**** SOURCE DATA ****
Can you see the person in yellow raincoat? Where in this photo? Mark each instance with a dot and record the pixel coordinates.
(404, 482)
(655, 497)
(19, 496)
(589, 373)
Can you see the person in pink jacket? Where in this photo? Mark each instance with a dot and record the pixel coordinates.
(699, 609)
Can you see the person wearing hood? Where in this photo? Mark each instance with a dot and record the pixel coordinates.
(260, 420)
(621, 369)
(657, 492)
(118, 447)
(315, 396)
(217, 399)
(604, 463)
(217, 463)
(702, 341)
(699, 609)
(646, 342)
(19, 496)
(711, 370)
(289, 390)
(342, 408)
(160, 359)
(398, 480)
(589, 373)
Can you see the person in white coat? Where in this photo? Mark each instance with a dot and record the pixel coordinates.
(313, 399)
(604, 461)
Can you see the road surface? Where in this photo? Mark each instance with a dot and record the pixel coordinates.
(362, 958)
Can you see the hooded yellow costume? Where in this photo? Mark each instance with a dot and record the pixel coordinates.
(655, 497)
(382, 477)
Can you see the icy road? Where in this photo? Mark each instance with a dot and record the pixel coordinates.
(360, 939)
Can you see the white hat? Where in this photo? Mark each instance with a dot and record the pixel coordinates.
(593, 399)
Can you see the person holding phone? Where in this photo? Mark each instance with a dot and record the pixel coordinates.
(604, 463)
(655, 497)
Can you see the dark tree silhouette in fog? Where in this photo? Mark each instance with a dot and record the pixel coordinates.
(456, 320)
****
EXERCISE :: Retype the listing exactly. Leave nothing out.

COMPLETED EXERCISE ::
Can you see the person in yellow raincoat? Where in this photo? Mark each instance with a dot and record the pixel coordinates.
(404, 482)
(655, 497)
(19, 496)
(589, 373)
Can you see the person in pink jacket? Where in this photo? Mark each instance with a dot and record the pixel coordinates.
(699, 609)
Can you see the person wearing hood? Where in this photo? Mark each instance with a dot and record the pixel coordinates.
(260, 420)
(621, 369)
(657, 492)
(118, 447)
(315, 396)
(217, 399)
(604, 463)
(217, 463)
(702, 341)
(699, 609)
(646, 342)
(19, 496)
(711, 370)
(289, 390)
(342, 408)
(160, 359)
(398, 480)
(589, 373)
Can you see the person in white coat? Where in this photo? Mark each instance with a dot and record the pixel coordinates.
(313, 399)
(604, 461)
Can you see the road surface? Where in this photo? Mark each instance with a dot and record the pixel coordinates.
(362, 958)
Can you see the hooded yellow costume? Where in this photo? Mark each instance with a dot and record the pixel coordinates.
(655, 497)
(382, 477)
Can you see the icy road? Where in this photo? Mark each instance with a dot and record the pixel coordinates.
(360, 939)
Can you see the white hat? Where in this photo? Mark each instance with a dot and record the pixel coordinates.
(593, 399)
Can you see the person holding phone? Where in this photo? Mark each instance with a dot and record the pixel coordinates.
(604, 463)
(655, 497)
Can you see the dark tree silhouette in fog? Where in this photo? Mark each instance with a dot and record the pixel coordinates.
(456, 320)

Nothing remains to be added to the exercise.